===== Provided data

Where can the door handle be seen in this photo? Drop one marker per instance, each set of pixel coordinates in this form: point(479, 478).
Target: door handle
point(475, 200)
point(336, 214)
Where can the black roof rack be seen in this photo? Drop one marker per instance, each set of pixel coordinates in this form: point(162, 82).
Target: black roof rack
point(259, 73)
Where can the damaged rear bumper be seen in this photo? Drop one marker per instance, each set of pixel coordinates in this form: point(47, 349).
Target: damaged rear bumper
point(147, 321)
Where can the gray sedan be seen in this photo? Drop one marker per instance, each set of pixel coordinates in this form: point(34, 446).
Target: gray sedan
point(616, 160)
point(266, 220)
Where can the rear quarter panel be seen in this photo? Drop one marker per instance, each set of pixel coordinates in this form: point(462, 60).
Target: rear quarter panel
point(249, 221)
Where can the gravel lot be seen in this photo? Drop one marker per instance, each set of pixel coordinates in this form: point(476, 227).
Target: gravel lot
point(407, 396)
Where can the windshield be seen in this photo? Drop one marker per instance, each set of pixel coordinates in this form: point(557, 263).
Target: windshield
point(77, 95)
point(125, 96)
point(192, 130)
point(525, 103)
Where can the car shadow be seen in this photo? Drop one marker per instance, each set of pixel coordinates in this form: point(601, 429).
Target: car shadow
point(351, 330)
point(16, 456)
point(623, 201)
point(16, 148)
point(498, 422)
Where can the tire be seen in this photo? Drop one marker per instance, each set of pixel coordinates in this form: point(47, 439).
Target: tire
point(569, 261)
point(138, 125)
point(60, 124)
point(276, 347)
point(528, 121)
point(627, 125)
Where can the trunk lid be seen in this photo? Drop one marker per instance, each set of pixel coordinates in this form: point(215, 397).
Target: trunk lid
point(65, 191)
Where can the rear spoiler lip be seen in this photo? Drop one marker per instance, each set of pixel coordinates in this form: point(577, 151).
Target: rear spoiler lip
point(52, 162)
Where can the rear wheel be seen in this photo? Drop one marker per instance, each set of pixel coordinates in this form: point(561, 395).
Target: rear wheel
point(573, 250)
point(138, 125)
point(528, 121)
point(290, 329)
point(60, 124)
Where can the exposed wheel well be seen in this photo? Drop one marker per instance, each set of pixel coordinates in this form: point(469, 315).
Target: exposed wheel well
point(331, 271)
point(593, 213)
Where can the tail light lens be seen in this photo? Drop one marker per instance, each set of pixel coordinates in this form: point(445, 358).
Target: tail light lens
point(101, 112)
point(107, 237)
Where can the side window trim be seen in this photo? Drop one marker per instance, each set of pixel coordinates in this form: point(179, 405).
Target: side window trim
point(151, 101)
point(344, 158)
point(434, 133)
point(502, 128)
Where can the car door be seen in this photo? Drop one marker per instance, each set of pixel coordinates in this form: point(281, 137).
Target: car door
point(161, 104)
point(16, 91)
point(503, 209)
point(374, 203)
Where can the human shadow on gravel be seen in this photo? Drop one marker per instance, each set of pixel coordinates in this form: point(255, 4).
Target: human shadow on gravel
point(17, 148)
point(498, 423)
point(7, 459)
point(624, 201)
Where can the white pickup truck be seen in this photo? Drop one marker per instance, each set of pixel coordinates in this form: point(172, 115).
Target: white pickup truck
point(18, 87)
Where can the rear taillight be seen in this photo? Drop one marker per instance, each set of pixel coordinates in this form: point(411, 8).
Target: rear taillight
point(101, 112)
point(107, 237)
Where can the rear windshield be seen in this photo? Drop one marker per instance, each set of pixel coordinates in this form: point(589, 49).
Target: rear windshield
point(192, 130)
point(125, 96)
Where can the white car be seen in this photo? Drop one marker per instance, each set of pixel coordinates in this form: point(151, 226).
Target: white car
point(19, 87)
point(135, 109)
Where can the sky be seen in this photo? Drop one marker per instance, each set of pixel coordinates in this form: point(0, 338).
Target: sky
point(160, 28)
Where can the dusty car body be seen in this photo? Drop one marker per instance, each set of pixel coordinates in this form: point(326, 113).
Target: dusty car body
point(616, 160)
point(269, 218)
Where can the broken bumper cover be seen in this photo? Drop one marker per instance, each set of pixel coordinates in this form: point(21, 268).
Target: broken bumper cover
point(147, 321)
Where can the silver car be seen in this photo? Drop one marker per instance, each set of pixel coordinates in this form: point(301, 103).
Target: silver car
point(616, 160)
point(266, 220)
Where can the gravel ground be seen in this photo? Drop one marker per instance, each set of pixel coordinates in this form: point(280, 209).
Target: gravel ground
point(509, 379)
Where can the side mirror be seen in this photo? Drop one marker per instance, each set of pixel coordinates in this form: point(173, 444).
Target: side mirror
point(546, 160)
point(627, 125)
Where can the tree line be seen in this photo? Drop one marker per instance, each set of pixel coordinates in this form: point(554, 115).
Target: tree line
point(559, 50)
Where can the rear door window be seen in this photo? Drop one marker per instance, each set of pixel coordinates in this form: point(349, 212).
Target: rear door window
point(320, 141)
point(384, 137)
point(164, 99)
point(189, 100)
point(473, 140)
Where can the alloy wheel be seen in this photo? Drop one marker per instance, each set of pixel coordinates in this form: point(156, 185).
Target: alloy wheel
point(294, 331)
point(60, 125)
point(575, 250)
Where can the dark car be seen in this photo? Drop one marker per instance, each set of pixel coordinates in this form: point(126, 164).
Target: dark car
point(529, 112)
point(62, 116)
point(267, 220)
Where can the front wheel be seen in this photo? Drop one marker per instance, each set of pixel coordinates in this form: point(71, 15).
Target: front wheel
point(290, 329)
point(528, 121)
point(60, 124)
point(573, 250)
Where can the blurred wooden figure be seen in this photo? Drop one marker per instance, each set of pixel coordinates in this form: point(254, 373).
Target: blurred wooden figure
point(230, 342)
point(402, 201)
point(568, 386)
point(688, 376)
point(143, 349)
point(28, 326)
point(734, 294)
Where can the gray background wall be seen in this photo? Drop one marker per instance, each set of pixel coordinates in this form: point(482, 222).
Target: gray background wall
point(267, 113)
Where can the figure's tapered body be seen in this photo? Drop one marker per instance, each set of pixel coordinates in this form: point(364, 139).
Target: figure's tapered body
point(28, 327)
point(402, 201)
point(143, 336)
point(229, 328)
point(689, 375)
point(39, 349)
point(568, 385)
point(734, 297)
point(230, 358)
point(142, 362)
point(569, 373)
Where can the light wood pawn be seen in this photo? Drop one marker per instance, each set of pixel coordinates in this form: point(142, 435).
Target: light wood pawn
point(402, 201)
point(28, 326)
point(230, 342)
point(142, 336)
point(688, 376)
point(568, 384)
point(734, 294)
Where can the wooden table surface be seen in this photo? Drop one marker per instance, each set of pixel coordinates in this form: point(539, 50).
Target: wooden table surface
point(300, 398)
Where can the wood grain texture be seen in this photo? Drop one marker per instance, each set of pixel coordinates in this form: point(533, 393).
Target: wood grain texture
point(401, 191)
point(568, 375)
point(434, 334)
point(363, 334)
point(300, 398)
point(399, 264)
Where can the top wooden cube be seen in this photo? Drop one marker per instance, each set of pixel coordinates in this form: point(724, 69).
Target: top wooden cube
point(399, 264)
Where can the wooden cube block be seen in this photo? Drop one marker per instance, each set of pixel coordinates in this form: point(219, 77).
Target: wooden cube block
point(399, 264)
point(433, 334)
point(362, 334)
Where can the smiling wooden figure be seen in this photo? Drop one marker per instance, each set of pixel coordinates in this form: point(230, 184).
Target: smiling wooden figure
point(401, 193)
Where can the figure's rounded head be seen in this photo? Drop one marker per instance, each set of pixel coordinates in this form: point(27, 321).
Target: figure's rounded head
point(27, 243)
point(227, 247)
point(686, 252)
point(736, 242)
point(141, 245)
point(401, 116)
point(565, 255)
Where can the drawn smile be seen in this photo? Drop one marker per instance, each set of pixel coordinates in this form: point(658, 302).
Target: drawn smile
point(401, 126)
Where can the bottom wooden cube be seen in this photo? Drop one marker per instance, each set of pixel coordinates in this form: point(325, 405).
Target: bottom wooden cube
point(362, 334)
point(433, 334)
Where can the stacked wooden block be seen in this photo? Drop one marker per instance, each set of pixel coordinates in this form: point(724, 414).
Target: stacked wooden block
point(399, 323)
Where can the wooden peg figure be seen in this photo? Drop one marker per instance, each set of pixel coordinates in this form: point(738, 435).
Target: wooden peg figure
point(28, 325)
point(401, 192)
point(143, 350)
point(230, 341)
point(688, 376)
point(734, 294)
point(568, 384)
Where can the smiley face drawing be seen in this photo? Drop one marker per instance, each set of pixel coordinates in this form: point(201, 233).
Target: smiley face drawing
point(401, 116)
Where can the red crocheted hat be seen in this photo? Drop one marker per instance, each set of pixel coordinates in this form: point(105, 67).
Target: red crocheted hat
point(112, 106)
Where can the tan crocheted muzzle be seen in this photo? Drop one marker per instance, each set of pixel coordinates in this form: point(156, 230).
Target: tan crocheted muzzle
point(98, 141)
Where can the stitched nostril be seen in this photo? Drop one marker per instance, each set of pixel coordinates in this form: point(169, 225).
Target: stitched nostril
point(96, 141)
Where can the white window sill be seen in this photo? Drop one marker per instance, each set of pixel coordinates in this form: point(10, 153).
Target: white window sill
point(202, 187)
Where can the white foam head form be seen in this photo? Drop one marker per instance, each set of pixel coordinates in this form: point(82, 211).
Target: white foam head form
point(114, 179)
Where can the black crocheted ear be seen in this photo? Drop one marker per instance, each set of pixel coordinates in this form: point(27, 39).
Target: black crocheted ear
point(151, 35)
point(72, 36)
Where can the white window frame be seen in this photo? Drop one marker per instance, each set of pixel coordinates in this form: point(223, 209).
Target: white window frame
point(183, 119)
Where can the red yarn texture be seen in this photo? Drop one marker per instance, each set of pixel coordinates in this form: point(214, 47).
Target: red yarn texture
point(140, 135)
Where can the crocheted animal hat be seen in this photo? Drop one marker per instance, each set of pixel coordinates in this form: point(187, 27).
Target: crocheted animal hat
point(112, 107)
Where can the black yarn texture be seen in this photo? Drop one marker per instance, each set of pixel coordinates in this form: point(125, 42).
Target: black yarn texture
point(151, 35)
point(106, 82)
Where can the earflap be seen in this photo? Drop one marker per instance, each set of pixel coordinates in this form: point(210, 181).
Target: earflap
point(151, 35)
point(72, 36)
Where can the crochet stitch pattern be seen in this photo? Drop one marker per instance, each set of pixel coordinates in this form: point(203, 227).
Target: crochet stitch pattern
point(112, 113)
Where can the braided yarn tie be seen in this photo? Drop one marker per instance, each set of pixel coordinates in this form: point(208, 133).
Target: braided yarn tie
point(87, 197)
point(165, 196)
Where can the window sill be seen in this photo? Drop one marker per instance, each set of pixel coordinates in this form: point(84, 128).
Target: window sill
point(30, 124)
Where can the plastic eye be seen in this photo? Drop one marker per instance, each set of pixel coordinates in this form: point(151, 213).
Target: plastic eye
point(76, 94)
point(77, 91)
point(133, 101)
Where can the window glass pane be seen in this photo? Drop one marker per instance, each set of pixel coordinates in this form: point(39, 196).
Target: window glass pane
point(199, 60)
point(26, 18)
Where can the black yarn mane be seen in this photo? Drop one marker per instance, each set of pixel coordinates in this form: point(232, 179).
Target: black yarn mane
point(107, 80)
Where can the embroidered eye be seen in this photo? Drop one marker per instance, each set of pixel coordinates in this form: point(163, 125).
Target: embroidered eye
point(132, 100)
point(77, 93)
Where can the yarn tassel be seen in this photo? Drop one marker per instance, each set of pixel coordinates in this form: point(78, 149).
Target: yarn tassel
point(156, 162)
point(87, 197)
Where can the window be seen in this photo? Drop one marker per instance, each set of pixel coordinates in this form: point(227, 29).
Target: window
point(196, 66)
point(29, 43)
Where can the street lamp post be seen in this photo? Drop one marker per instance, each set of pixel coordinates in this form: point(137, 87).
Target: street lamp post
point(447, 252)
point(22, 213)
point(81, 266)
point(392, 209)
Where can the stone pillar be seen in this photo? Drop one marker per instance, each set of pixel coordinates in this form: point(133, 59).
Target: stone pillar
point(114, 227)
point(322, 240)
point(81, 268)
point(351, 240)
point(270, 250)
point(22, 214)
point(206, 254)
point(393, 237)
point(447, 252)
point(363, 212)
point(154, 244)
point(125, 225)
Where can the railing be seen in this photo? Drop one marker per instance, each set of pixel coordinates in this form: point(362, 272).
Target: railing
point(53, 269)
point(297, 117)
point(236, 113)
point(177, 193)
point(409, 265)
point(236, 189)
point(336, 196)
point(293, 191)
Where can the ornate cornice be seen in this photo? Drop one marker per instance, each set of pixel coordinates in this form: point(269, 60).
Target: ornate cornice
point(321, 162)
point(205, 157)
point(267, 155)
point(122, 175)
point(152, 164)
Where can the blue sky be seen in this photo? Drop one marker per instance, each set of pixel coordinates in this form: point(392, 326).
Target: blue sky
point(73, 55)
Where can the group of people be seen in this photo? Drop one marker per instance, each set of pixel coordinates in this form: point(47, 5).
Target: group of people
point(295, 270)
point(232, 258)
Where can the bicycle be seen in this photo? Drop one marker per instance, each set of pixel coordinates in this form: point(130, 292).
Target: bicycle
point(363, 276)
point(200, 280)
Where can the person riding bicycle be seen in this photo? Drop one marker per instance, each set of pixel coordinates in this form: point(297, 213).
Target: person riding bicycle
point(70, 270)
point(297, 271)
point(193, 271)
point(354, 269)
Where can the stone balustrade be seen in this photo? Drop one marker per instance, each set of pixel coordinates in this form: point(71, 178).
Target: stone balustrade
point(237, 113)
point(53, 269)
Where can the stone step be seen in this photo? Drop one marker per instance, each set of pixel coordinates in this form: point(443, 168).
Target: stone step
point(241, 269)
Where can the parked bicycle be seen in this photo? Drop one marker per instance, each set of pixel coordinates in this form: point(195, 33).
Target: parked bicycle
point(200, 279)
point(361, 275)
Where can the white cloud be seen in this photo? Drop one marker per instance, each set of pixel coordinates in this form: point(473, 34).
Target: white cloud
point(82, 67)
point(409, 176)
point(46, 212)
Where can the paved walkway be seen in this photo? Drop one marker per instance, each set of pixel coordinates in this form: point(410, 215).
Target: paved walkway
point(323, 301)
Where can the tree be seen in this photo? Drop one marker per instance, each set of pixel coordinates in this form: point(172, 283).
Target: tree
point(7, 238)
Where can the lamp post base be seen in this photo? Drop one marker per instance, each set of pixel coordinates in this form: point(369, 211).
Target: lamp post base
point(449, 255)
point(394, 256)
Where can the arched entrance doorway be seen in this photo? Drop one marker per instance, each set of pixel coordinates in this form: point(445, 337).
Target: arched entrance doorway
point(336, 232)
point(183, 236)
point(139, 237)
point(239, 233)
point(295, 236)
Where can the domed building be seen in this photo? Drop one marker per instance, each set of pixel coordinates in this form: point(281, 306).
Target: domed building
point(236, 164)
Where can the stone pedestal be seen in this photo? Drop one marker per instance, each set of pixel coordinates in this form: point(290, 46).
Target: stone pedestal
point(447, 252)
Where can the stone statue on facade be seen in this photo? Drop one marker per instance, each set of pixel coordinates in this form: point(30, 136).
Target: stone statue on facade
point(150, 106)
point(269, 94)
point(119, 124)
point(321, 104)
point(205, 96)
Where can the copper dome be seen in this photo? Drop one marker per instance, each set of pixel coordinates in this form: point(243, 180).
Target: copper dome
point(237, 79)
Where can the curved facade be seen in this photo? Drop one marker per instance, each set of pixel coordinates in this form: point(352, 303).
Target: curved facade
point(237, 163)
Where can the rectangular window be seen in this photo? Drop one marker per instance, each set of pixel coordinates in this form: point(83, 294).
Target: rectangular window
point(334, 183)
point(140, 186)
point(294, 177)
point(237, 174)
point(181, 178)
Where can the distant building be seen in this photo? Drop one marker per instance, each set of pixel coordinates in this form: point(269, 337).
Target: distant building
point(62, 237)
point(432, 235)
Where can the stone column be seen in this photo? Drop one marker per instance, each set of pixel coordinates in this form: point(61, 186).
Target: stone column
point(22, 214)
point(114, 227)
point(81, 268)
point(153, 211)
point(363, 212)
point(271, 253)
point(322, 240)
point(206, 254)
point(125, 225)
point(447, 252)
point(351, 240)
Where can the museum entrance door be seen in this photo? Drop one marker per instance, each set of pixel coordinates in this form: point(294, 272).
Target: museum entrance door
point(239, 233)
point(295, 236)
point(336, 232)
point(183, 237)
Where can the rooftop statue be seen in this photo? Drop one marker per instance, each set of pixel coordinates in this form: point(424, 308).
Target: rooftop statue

==========

_Instructions to follow_
Update the items from the line containing "Where can the bottom" through the line containing "point(202, 187)". Reproduce only those lines, with "crocheted" changed to "knitted" and everything else left as it is.

_Expected answer_
Where can the bottom wooden cube be seen in this photo? Drop one marker per instance, each set of pixel coordinates in this form: point(325, 405).
Target: bottom wooden cube
point(362, 334)
point(433, 334)
Where can the stacked wooden block be seen in this photo? Drop one marker per instance, each set of pixel coordinates in this form: point(724, 414).
Target: stacked wooden block
point(399, 323)
Where can the wooden peg figure be seen in this photo? Drop one marker per instance, each set of pixel coordinates in this form: point(738, 435).
Target: wooden peg figure
point(28, 325)
point(401, 192)
point(143, 350)
point(230, 341)
point(688, 376)
point(734, 294)
point(568, 384)
Where can the smiley face drawing be seen in this photo? Drop one marker per instance, each set of pixel coordinates in this form: point(201, 233).
Target: smiley face drawing
point(401, 116)
Where can the red knitted hat be seen in this photo? Drop one marker per instance, each set of pixel coordinates in this form: point(105, 67).
Target: red knitted hat
point(112, 106)
Where can the tan knitted muzzle be seen in this photo? Drop one marker per instance, each set of pixel coordinates in this form: point(156, 230).
Target: tan knitted muzzle
point(98, 141)
Where can the stitched nostril be seen in this photo? Drop one marker per instance, each set of pixel coordinates in this form: point(169, 225).
Target: stitched nostril
point(96, 141)
Where can the white window sill be seen in this photo? Drop one marker per instance, each set of pixel coordinates in this form: point(10, 153).
Target: white window sill
point(202, 187)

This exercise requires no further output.